-- BEGIN Page text --

# Lookinf for A chief of a PD to sponsor me for police academy



## RyanR (Sep 28, 2007)

Hello,
Name is Ryan and I am looking for a chief to sponsor me for police academy. I live in Athol, MA so any surrounding towns will do. I am really trying to start a career in law enforcement and this would be a great stepping stone. Any help would be great and i am willing to have a interview before you decide to see what you are sponsoring. Thank you.


----------



## CTrain (Apr 17, 2006)

I'm going to be doing the same... I'd say your best bet is to go to your own local PD, and inquire in person. Good luck


----------



## Crvtte65 (May 19, 2002)

yea ssoo... this is a message forum, not Monster.com....


----------



## DodgeRam (May 3, 2006)

What are you 21, join up with a reserve or aux unit.....


----------



## misconceived (Jun 18, 2006)

Crvtte65 said:


> yea ssoo... this is a message forum, not Monster.com....


:L: :L:


----------



## tazoez (Dec 9, 2005)

He apparently didn't get the memo about the T.P.S. report.


----------



## Guest (Sep 29, 2007)

tazoez said:


> He apparently didn't get the memo about the T.P.S. report.


Neither did I....what is that?


----------



## bbelichick (Aug 25, 2002)

Delta784 said:


> Neither did I....what is that?


We're putting the coversheets on all TPS reports now before they go out. Did you see the memo about this?

-- END Page text --

## Aim of the task
In the forum thread, what town does Ryan say he lives in?

-- BEGIN Data listing --

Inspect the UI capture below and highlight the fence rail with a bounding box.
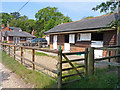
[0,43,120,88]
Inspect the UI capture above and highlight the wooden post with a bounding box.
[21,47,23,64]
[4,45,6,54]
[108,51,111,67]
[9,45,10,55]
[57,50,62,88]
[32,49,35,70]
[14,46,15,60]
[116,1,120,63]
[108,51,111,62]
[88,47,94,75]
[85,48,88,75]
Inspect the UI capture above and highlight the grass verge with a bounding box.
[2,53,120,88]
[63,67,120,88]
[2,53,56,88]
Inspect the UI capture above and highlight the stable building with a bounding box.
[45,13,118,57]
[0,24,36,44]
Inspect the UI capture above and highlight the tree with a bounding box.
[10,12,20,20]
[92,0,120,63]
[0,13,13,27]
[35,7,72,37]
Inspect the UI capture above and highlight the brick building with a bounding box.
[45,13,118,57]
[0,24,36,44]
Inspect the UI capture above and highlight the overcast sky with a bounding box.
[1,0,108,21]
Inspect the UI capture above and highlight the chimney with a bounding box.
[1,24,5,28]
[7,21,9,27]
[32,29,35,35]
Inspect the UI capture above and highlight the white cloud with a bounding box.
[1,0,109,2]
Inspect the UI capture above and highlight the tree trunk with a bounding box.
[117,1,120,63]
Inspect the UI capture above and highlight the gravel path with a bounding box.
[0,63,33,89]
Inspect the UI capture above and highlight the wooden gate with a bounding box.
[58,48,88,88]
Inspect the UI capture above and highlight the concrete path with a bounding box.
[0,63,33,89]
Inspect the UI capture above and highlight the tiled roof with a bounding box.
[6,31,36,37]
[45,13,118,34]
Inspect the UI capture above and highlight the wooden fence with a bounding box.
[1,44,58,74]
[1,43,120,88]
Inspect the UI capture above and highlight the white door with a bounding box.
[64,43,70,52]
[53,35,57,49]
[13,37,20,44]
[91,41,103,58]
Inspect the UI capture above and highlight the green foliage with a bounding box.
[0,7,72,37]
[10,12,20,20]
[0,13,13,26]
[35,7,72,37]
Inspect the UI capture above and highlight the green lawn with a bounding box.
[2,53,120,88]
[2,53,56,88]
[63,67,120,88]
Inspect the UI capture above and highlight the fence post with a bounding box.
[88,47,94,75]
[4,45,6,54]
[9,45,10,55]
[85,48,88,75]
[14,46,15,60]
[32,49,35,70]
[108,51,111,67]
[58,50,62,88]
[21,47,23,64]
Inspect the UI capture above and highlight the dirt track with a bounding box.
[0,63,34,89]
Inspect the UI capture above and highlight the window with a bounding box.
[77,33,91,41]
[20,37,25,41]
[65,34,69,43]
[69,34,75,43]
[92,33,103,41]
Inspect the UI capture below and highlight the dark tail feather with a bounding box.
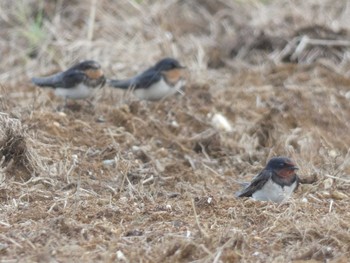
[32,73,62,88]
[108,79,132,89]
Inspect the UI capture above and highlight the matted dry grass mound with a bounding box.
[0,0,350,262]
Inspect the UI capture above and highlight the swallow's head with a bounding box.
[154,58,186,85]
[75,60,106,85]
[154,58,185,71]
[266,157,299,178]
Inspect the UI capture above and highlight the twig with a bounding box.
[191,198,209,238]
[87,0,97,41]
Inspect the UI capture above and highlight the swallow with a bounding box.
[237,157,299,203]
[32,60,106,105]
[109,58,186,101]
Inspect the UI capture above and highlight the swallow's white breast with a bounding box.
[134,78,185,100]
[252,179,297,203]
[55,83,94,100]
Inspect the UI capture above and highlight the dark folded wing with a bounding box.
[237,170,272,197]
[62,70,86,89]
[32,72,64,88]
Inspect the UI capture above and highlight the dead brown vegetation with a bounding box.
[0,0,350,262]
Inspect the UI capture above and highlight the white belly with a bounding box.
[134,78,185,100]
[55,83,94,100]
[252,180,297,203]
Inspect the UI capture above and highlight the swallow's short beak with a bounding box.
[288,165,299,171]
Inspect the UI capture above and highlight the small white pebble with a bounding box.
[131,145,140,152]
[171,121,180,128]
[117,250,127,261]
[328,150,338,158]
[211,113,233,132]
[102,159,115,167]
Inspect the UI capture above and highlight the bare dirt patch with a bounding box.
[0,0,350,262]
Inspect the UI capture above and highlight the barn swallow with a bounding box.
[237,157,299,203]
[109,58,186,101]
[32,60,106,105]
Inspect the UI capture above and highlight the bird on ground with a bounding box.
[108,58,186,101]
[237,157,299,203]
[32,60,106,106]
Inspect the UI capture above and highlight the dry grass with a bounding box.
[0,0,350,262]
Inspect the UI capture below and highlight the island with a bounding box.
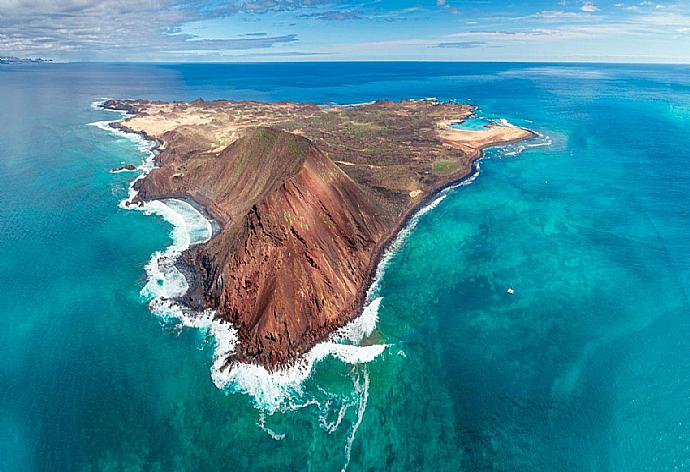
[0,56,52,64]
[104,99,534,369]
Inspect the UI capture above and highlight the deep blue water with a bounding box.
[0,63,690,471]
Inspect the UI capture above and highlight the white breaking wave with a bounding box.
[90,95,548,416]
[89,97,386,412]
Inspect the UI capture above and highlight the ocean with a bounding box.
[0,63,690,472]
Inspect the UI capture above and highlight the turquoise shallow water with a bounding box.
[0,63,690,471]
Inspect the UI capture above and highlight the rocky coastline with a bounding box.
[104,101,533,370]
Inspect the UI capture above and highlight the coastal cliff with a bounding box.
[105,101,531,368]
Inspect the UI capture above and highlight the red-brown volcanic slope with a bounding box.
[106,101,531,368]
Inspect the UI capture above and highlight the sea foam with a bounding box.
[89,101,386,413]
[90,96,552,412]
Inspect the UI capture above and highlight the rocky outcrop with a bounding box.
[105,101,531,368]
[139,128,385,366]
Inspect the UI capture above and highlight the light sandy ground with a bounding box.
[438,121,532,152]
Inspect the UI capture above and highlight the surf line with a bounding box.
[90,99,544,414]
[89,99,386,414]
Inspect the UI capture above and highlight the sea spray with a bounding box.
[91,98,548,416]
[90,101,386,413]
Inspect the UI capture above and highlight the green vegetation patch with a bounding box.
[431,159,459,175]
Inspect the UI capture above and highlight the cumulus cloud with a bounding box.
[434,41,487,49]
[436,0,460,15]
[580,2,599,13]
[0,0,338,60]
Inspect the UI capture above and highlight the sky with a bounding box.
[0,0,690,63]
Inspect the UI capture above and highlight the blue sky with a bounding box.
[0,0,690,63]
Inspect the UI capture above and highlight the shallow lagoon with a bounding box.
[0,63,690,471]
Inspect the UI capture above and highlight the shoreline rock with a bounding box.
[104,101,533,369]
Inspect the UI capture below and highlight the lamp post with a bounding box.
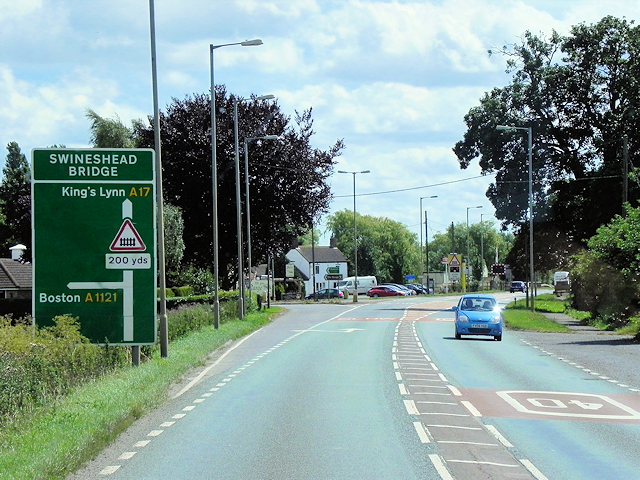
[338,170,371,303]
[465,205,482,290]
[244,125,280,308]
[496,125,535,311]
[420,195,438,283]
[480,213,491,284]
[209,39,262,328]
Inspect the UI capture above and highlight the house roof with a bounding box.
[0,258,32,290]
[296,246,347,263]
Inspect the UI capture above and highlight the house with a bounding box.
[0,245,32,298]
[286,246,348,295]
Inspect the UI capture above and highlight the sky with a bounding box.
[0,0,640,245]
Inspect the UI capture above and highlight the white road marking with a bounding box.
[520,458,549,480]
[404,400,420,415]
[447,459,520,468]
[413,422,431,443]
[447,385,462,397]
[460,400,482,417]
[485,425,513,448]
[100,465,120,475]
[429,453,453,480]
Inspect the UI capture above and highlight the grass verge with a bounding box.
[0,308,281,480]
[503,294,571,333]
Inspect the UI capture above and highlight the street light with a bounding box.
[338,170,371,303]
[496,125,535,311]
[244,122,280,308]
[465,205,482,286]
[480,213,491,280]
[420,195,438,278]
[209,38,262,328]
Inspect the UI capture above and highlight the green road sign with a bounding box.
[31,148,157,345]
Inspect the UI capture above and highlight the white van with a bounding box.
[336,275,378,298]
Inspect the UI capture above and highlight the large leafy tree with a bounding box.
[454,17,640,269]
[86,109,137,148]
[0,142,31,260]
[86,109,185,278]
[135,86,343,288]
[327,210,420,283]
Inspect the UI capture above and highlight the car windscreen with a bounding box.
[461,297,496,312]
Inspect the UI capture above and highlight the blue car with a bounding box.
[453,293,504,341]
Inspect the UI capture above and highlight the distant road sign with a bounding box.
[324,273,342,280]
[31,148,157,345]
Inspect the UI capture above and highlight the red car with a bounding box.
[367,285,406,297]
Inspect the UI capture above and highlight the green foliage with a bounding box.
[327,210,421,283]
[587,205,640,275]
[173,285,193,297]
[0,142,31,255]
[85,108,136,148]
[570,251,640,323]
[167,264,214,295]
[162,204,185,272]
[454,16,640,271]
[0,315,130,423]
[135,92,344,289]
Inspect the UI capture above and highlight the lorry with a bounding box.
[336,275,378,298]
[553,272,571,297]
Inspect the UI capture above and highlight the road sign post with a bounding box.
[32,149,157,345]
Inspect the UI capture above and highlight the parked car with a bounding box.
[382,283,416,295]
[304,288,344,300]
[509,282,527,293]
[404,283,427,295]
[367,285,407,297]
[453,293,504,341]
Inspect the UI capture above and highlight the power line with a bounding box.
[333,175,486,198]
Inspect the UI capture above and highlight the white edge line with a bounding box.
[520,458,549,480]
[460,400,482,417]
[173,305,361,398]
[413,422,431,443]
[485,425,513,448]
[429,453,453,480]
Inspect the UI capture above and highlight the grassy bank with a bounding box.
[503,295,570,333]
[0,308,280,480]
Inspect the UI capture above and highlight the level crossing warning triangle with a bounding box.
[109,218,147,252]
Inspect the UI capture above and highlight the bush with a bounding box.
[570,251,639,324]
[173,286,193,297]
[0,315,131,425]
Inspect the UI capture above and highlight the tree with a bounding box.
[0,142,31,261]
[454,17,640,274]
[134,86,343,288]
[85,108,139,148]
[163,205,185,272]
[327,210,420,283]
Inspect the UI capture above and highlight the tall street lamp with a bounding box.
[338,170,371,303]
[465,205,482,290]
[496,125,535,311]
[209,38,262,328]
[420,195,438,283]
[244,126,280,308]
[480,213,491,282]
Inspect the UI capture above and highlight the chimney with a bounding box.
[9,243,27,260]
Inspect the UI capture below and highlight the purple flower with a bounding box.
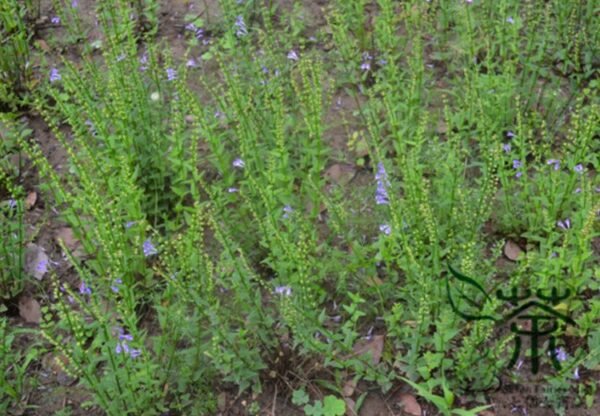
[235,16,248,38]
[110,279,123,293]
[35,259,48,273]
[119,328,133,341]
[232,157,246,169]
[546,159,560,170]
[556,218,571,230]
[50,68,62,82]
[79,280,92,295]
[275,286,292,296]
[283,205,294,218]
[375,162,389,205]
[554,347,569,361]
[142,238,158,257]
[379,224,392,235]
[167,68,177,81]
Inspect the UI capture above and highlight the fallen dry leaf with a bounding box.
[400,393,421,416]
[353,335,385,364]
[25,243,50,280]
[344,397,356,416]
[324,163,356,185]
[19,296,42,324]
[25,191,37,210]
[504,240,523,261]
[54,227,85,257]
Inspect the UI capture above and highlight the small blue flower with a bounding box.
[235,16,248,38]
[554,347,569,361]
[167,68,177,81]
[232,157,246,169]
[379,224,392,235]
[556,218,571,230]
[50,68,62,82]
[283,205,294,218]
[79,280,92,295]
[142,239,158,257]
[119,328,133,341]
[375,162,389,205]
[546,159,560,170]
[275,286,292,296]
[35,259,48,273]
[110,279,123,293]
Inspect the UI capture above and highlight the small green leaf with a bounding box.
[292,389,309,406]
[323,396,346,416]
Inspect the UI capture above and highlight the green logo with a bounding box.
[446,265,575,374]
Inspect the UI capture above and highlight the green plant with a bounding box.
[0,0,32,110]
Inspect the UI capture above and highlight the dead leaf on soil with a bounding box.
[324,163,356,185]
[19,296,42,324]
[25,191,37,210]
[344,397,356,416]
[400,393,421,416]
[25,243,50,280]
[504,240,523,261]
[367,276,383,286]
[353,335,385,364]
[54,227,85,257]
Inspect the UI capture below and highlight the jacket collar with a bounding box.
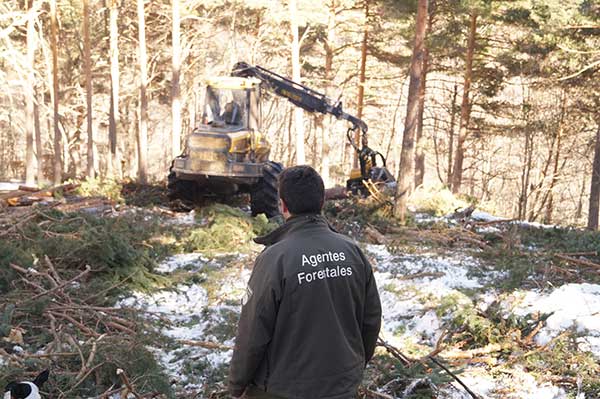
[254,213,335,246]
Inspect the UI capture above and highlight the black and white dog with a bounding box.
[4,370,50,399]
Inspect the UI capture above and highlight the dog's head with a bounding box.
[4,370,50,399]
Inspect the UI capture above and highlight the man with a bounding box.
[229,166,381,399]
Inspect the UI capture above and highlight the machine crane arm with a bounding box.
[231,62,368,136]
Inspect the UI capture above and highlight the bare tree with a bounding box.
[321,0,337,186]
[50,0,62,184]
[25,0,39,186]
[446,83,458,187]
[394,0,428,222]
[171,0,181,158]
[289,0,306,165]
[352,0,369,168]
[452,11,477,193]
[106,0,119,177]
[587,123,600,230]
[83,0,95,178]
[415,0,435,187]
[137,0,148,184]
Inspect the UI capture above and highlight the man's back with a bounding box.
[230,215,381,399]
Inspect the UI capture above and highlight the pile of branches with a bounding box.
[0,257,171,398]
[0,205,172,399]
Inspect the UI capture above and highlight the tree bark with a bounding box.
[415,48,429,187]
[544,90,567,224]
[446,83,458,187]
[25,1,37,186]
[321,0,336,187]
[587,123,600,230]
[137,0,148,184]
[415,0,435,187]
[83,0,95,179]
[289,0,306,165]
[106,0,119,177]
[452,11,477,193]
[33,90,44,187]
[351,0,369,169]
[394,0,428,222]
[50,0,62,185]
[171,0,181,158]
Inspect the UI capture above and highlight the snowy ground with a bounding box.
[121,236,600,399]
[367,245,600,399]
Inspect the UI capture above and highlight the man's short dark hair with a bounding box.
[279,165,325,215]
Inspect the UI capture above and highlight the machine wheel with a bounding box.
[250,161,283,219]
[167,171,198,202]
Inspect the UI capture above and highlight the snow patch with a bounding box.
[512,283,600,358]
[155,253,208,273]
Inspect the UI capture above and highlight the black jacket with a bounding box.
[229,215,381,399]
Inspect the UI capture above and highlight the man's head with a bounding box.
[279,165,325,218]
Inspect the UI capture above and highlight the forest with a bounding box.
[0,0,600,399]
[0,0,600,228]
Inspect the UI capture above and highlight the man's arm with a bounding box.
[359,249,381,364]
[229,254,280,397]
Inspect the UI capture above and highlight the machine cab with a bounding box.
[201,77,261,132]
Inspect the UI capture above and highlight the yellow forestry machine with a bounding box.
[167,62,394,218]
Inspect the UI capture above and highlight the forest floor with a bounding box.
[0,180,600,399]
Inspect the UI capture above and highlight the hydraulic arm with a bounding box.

-- END Data listing --

## Correct output
Athol, MA